◆ **RECORDS TO PROCESS**
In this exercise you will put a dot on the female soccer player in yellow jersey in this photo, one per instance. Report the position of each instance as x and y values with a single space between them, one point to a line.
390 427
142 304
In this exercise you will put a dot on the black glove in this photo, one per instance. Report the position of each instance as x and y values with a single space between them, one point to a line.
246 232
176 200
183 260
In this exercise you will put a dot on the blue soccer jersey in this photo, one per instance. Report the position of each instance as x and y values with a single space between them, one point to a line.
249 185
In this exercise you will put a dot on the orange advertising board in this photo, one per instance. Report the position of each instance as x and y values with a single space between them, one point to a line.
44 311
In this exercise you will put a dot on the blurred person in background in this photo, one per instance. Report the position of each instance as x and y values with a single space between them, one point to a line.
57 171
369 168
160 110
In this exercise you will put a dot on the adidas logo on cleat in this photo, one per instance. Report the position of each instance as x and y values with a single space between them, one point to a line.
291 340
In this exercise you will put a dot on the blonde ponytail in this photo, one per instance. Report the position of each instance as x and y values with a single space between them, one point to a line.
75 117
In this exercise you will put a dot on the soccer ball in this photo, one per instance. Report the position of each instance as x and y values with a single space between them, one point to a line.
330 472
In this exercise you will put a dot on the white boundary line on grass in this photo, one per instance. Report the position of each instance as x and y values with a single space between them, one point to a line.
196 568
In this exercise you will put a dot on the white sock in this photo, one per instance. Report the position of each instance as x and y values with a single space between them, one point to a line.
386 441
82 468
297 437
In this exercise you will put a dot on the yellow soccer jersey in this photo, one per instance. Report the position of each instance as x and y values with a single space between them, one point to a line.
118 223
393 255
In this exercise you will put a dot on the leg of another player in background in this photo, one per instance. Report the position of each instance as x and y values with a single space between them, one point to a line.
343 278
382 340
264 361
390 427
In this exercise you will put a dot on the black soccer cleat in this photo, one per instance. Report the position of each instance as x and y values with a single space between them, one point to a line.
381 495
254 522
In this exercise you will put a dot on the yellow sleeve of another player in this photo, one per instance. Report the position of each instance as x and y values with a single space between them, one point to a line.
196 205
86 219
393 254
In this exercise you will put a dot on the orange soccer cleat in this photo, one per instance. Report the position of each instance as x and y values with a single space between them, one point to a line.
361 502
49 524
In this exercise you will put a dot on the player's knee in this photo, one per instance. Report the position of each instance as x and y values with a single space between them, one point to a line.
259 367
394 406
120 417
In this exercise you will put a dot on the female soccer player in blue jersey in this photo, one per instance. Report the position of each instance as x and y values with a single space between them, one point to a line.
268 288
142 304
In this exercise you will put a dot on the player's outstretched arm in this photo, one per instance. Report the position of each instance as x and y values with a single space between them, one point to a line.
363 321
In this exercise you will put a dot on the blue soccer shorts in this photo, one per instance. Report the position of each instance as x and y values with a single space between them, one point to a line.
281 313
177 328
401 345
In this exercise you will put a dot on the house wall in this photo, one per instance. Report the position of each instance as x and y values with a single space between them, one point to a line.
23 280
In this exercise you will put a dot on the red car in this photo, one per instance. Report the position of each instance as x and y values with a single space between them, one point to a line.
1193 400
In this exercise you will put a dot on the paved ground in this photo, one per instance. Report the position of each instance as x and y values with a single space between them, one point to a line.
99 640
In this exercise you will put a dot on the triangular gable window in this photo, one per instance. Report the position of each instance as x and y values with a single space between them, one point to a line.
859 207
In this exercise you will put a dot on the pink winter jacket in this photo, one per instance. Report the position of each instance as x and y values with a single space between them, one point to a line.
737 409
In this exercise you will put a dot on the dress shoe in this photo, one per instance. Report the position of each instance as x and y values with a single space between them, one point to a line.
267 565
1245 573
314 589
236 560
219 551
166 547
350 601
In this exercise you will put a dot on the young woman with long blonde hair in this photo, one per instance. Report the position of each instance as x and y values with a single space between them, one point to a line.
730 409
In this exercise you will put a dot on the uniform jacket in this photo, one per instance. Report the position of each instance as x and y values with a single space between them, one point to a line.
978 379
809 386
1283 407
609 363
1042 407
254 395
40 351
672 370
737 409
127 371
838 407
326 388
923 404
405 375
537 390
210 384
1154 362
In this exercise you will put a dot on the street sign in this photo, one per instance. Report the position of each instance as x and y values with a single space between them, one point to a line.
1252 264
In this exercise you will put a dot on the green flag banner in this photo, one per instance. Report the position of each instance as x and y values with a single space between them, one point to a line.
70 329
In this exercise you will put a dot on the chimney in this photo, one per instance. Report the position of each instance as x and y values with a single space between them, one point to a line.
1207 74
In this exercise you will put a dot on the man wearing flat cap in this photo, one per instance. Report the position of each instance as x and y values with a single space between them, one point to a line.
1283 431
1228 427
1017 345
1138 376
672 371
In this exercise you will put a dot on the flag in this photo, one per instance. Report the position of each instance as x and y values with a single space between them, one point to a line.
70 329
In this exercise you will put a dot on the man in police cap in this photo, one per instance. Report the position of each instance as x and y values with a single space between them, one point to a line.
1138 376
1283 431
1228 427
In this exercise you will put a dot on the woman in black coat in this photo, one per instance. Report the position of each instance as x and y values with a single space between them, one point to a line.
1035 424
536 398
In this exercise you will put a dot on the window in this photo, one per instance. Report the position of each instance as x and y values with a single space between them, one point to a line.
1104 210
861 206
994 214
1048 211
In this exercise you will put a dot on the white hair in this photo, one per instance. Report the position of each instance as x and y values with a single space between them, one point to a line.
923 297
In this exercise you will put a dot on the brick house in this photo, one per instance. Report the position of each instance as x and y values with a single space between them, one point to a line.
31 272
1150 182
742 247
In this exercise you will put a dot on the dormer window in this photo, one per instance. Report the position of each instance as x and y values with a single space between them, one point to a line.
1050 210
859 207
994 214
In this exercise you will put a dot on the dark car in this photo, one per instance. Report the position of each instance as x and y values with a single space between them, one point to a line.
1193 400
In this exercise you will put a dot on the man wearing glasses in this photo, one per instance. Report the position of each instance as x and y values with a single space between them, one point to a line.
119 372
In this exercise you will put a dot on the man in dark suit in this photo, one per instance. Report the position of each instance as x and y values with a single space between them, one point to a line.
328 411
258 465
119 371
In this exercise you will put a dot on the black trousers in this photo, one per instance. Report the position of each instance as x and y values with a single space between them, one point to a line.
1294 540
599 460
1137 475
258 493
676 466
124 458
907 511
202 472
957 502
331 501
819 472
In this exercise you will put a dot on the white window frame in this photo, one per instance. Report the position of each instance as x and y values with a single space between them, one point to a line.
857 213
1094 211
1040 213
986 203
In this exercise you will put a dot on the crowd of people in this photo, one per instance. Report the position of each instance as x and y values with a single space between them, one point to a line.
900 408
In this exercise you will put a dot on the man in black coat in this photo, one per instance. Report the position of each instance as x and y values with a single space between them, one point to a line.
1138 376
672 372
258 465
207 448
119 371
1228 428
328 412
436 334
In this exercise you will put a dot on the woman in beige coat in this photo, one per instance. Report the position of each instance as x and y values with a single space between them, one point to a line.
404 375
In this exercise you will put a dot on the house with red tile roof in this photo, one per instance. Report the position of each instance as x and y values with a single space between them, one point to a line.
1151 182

◆ **AIM**
Please return the data above exactly as given.

◆ **OUTPUT FOR THIS TASK**
In this exercise you will put a dot on the female soccer player in yellow jersey in this photo, one per instance. Report the position of each instance as x and y values with a single space between them, one point to a line.
390 427
142 304
In this exercise you will put a dot on the black glove in this photo, one per instance. Report the position of each instance as x and y values with a single space between them, one point to a line.
246 232
176 200
183 260
In this exercise you will put a dot on the blue soccer jersey in this photo, one per instance. Report the position of each instance as x and y values with a single space between them, one point to a line.
249 185
In this exercise you will put a dot on the orange advertising board in this photo, one per instance. Report the position of each instance as x and y values with a single space between them, one point to a line.
44 311
In this exercise you will put a dot on the blurred person in background in this photo, one per instance. Report the position of each instance as x and y values with a single space between them, one point to a line.
57 171
369 168
160 110
In this exercise you will put a dot on the adidas logo on cleat in this photo, one per instance. Report the position of each instance as x and y values with a single space between them, one point to a line.
291 340
In this exercise you will put a dot on the blonde ponytail in this photo, one per instance. Report the position of each instance as x and y values with a single space between them, one point to a line.
75 117
In this exercise you will put a dot on the soccer ball in this photo, one per instance. Report the position of each instance as x and y values with a single space between them, one point to a line.
330 472
In this exercise you will put a dot on the white boundary line on grass in this photo, one per instance. Report the position of each instance as x and y values with a single space between them, one point to a line.
196 568
In this exercise you will put a dot on the white sock in this photo, one per instance. Report the position of each instance as x and y values with a single space between them, one point to a line.
386 441
82 468
297 437
In this exercise you will put a dot on the yellow soccer jersey in this photo, one per instance. Report the position of each instance as x and y values with a single space between them, one point to a line.
118 223
393 255
In this exercise you will put a dot on the leg of another player in background in this photo, one per instance. Report the position of each instance as x and y values with a single space between them, one point to a line.
343 278
382 340
264 361
390 427
In this exercise you will put a dot on the black soccer cleat in this photo, one per instance. Report the position of each instance as x and y values with a single space between them, one point to a line.
381 495
254 522
In this exercise you will put a dot on the yellow sleeve of another player in this photo, one per instance. Report the position of each instance as x and y values with a single space between them, one point to a line.
196 205
86 219
393 254
In this exercise you will put a dot on the orange soccer cleat in this photo, one per instance. Report the position of each instance as x and y values with a single space between them, one point to a line.
361 502
49 524
In this exercise you will put a dot on the player's knee in this photo, one per instance. Report the position of each instance as x and y values with a single space between them, one point to a line.
259 367
394 406
120 417
In this exercise you will put a dot on the female soccer player in blue jersey in this photo, one per instance. Report the position of each instance as x and y values with a single space between them, one point to a line.
268 288
142 304
In this exercise you will put a dot on the player's outstretched arm in this photo, one per instance. Report the position of each instance as x and y values with a single space between them, one point to a line.
363 321
In this exercise you will put a dot on the blue soccer shorts in this photo, one per instance. Report the position of each instance as x and y values with a single space between them, one point to a line.
281 313
177 328
401 345
In this exercise you will put a dot on the house wall in this photo, one per instance. Report the position of each instance as x and y values with a single space between them, one point to a line.
23 280
In this exercise you will put a dot on the red car in this photo, one per instance. Report the position of each instance as x and y values with a single space between them, one point to a line.
1193 400
In this exercise you will put a dot on the paved ground in this photo, one per instance. Report the position of each instance as x and y values with a single space between them, one point to a line.
99 640
In this exercise you will put a dot on the triangular gable window in this photo, one per instance. Report the position of each instance as x and y values with a single space between them, one point to a line.
859 207
In this exercise you will put a dot on the pink winter jacket in this photo, one per instance. Report the position of each instance as x and y values with a single space between them, one point to a line.
737 409
In this exercise you will put a dot on the dress shoe in this photo, one per instance. Report the position of each instance as x and y values with a single space between them, one point to a line.
267 565
1245 573
314 589
236 560
219 551
166 547
350 601
In this exercise you will put a dot on the young woman with long blonde hair in this photo, one per instance. Report the position of each instance as x and y values with a single space between them, one point to a line.
730 409
In this exercise you will put a dot on the uniform jacket in this photo, one per instance. Report the position of each instance as x and y values with a single space between them, one point to a line.
978 379
809 386
1283 407
609 363
1042 407
254 395
40 351
672 370
737 409
127 371
838 407
326 388
923 404
405 375
537 390
210 384
1154 362
In this exercise you will put a dot on the street sign in this photo, one per instance. Report the position of each instance as x and y values with a single space between them, one point to a line.
1252 264
In this exercise you will put a dot on the green flag banner in this photo, one per instance. Report the position of each instance as x and y values with a single space between them, one point to a line.
70 329
In this exercise you will put a dot on the chimney in this photo, one per instance. Report the position of each instance as x and y values with a single space between them, one point to a line.
1207 74
In this exercise you will put a dot on the man wearing flat cap in this photo, one per instance. Report the position of each instance as x and y values with a single space between them, one point to a line.
1283 431
1228 427
1017 345
1138 376
672 371
In this exercise you will put a dot on the flag in this photo, one per instance. Report the position of each instance as x and y values with a single space between them, one point to a line.
70 329
In this exercise you will put a dot on the man in police cap in this photo, one per instance. Report the position of each instance as x and y values with a single space between them, one point to a line.
1138 376
1283 431
1228 427
In this exercise you will put a dot on the woman in black coat in this photo, one per instance. Report the position of each instance as x and y values with a single space between them, one point to a line.
1035 424
536 398
In this exercise you will put a dot on the window in this photo, one per instance. Report the position of each instance as x and y values with a single space between them, one point to a line.
1104 210
861 206
994 214
1048 211
In this exercise you will put a dot on the white hair in this photo, one per instance. Report the position of each instance as x and y values with a single space between them, one point to a line.
923 297
In this exercise you will put a dot on the brick house in this photo, one per instance. Report the position of each instance as x and y values with a single space between them, one point to a line.
31 272
1150 182
742 247
In this exercise you will put a dot on the dormer window in this photo, one per instance. Report the position of each instance as x and y values with a single space between them, one point to a line.
1050 210
859 207
994 214
In this exercise you will put a dot on the dark car in this photo, one per instance. Report the position of each instance as x and y values with a single space between them, one point to a line.
1193 400
In this exercise you will put a dot on the man wearing glasses in this photo, one per instance. Report the position of each instance as x and y values with a single space between them, one point to a line.
119 372
In this exercise you will put a dot on the man in dark suit in this photo, one per instance. Report the position of each instance as x and y values with a single space between them, one point to a line.
328 411
258 465
119 371
In this exercise you will put a dot on the black trousers in this photo, one per instance. Report the position of each instance as x and y values with a single space between them, one point to a line.
1294 540
599 460
1137 475
258 493
676 466
124 458
907 511
202 472
957 502
331 501
819 472
In this exercise you will put a dot on the white window frame in this photo, one per instance. Report the position of each instance as x and y values with a single space between them, one point to a line.
857 213
1094 211
1040 213
986 203
In this exercise you will put a dot on the crowd of people in this photo, one per instance. Report the position of each instance as x and y values with a single space between them, one point to a line.
900 408
In this exercise you will put a dot on the man in black coat in this photo, one per instance. Report the position of each instance as x and y values with a single space between them, one point to a line.
1138 376
672 372
258 465
207 448
119 371
1228 428
328 412
436 334
In this exercise you will put a dot on the woman in beige coat in this photo, one per instance. Report the position of each instance as x and y values with a single space between them, one point to a line.
404 375
In this exercise you will put a dot on the house with red tile roof in this photo, one per instance. Report the position of each instance as x and y values with a single space between them, one point to a line.
1151 182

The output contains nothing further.